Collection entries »
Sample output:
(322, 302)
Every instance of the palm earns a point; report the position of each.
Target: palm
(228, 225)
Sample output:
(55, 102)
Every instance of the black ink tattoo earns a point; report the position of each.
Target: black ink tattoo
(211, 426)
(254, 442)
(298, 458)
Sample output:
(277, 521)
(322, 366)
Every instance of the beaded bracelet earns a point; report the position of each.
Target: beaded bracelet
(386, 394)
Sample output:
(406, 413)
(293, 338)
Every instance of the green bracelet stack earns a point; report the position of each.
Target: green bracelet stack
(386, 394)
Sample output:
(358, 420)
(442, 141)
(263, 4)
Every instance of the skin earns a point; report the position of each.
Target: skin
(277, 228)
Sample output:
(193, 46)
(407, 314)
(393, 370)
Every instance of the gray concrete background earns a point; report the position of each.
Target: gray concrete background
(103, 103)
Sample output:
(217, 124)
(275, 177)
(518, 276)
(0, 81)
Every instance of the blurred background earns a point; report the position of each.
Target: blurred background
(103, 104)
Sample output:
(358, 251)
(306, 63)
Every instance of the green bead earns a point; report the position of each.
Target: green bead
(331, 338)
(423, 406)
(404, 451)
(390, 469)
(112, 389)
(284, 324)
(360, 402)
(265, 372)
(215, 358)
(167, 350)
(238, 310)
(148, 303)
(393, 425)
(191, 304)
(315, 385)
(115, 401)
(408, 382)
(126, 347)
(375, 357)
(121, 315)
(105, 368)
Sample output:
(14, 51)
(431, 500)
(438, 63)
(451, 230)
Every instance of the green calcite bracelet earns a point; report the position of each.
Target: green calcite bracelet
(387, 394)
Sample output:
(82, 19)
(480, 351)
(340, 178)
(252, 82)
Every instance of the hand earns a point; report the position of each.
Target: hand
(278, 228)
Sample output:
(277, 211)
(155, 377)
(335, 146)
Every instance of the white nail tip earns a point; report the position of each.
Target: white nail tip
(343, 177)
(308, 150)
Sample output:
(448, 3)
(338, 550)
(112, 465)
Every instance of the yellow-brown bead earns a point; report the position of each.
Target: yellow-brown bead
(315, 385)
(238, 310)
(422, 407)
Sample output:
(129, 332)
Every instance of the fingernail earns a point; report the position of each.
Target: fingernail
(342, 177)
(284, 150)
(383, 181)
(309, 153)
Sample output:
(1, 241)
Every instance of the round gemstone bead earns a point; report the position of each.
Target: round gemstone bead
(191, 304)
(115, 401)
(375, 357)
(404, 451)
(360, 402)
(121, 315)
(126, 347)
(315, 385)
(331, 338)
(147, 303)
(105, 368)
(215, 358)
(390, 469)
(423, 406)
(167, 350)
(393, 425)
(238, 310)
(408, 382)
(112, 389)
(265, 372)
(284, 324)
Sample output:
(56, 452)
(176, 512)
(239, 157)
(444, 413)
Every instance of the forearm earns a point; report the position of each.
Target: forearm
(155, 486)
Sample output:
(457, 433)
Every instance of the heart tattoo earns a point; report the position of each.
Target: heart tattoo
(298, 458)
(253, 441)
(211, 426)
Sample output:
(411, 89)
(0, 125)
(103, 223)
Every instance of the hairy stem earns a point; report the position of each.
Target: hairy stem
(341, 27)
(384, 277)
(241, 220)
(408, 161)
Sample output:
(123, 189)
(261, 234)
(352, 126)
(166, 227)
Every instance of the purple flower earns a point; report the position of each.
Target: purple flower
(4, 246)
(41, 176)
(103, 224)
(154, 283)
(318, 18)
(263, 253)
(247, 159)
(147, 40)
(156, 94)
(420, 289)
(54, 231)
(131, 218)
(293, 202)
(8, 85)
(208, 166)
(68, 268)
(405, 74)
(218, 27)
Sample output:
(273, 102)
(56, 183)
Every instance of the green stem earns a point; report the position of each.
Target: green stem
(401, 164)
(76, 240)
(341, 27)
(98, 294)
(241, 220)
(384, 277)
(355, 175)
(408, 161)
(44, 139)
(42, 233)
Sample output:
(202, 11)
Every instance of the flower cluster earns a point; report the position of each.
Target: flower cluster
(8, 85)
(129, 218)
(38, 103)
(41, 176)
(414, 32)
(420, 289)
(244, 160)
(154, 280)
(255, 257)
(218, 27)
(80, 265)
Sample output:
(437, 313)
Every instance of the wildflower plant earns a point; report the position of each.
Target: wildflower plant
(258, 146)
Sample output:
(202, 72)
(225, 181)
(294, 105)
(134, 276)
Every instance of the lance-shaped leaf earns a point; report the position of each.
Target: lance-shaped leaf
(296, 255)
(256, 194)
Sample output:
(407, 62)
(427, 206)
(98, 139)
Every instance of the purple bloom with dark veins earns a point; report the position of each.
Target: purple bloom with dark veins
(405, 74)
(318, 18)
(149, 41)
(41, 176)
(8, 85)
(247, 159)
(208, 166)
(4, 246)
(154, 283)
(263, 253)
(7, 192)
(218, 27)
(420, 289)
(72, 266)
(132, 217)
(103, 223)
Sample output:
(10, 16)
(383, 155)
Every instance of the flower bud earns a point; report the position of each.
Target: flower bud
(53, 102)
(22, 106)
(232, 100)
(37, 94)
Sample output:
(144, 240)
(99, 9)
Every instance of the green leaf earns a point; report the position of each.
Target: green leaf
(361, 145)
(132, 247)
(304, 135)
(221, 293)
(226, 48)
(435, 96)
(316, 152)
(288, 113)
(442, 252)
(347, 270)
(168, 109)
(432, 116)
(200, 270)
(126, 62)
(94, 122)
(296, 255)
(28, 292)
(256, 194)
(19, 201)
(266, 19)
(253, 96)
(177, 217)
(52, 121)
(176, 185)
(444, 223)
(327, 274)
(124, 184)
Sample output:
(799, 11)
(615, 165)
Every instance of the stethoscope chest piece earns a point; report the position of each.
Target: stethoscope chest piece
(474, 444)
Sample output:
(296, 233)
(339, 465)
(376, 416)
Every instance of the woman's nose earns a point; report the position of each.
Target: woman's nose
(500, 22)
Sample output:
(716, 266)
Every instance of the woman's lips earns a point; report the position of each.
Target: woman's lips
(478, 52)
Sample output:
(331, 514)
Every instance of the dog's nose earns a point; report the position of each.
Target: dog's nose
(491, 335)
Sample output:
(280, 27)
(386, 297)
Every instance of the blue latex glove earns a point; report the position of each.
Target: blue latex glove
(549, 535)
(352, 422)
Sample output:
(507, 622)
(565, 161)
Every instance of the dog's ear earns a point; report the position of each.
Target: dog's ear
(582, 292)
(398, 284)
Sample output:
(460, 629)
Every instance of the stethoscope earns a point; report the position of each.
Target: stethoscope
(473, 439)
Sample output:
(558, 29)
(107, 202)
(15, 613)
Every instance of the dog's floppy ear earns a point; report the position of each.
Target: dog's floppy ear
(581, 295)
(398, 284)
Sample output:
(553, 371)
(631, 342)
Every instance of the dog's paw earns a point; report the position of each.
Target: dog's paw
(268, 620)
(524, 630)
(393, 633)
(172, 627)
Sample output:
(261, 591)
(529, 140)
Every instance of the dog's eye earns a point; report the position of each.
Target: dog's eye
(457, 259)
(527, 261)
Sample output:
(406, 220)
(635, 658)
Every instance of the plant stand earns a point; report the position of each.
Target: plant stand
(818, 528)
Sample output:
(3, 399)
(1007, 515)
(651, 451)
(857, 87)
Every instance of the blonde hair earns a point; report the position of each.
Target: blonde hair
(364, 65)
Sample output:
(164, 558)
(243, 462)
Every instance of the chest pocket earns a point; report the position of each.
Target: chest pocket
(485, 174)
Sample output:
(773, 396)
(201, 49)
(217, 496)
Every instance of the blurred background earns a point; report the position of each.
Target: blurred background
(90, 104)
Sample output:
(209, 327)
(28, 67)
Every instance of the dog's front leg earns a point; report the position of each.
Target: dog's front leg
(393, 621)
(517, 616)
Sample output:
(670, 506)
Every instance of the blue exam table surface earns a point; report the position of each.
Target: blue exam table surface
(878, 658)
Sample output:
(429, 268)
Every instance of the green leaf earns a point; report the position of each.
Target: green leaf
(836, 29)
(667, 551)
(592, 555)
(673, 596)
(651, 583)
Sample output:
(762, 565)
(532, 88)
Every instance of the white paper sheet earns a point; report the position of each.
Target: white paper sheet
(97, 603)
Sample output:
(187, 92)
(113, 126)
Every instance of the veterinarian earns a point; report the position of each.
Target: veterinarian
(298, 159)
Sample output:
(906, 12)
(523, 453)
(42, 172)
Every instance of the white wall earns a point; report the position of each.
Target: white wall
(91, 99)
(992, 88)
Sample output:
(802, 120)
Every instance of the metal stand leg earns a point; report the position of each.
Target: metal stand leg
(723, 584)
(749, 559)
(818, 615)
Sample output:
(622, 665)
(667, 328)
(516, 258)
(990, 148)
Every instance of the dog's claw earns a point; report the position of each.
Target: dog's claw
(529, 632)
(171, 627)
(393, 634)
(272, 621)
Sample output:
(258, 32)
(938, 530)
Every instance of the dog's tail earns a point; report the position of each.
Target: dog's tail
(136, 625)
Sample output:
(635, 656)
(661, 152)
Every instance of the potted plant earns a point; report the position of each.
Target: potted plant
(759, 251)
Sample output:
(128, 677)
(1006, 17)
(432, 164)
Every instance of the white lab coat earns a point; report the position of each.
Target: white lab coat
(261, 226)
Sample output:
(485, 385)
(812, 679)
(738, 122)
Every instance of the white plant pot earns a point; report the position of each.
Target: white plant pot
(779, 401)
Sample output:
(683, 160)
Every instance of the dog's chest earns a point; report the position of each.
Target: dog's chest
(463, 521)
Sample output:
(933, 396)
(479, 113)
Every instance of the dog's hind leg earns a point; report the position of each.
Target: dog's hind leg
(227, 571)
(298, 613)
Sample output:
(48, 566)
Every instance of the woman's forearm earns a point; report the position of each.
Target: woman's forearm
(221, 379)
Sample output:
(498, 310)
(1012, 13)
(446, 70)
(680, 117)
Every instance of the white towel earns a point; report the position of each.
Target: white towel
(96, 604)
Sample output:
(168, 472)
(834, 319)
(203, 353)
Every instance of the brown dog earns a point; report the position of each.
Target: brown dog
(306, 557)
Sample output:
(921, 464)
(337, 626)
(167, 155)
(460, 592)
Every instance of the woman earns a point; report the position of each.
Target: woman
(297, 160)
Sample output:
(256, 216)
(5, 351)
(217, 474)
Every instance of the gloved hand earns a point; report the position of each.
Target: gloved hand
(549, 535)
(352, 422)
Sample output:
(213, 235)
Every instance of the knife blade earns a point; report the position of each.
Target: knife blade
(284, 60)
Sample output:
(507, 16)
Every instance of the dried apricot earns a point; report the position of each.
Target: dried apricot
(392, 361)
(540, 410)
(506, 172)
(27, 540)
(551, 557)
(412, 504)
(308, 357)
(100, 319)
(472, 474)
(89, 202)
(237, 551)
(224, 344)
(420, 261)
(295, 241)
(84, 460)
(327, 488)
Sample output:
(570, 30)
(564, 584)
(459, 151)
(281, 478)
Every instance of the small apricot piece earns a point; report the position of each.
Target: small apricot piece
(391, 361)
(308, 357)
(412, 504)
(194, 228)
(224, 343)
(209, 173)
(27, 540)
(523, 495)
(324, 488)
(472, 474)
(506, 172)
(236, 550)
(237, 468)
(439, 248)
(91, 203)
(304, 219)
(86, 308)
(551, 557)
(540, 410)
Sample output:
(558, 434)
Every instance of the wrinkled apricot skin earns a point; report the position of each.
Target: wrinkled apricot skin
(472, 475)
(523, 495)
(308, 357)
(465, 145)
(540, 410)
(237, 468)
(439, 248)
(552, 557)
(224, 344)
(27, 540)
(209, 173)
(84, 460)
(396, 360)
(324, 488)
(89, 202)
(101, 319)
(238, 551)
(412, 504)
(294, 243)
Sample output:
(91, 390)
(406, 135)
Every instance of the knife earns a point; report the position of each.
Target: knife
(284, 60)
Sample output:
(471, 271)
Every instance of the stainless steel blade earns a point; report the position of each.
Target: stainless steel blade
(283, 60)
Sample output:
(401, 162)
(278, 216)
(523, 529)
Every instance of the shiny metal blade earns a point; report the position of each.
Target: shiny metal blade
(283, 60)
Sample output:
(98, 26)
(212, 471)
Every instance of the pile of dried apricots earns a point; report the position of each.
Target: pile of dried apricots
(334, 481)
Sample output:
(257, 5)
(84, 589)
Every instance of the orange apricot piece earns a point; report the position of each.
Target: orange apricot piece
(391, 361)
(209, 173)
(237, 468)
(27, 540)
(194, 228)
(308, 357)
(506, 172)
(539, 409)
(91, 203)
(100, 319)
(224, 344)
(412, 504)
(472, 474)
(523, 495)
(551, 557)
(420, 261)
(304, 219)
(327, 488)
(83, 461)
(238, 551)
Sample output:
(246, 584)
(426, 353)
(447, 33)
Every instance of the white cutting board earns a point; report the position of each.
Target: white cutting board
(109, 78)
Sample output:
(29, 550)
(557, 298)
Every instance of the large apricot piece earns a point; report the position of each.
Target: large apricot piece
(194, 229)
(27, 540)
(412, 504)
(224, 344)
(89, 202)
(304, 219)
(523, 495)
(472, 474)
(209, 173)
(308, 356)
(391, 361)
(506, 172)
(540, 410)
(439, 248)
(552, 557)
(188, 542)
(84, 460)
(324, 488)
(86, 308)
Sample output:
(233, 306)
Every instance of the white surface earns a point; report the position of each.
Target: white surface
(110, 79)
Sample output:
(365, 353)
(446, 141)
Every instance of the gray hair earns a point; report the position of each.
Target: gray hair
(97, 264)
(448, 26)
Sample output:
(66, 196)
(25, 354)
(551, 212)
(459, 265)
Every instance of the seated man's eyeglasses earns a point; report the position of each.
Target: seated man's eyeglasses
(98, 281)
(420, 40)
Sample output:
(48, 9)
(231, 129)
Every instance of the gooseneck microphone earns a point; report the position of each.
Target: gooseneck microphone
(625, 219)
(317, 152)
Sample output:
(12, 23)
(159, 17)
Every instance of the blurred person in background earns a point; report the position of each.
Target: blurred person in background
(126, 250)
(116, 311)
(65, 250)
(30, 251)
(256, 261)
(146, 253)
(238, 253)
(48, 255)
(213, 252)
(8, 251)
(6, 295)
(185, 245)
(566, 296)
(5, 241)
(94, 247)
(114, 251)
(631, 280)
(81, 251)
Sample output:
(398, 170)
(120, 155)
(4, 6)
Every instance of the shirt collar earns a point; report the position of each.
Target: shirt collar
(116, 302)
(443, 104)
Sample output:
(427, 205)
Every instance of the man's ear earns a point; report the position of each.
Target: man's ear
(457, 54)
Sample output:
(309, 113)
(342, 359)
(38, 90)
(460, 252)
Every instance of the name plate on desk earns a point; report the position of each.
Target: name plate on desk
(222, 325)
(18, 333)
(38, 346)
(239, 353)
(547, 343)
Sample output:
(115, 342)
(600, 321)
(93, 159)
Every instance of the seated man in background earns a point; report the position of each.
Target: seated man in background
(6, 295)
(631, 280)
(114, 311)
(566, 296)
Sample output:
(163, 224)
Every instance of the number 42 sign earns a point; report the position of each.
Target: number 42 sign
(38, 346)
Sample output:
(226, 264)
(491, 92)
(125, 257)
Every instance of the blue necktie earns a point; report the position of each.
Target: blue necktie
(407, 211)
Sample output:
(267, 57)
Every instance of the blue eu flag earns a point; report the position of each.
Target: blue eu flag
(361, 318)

Problem requirements »
Pull out each line of the data that includes the string "large", copying the lines in the order they appear.

Exercise answer »
Every instance of the large apricot piece earns a point; report the position of each.
Target: large apricot piece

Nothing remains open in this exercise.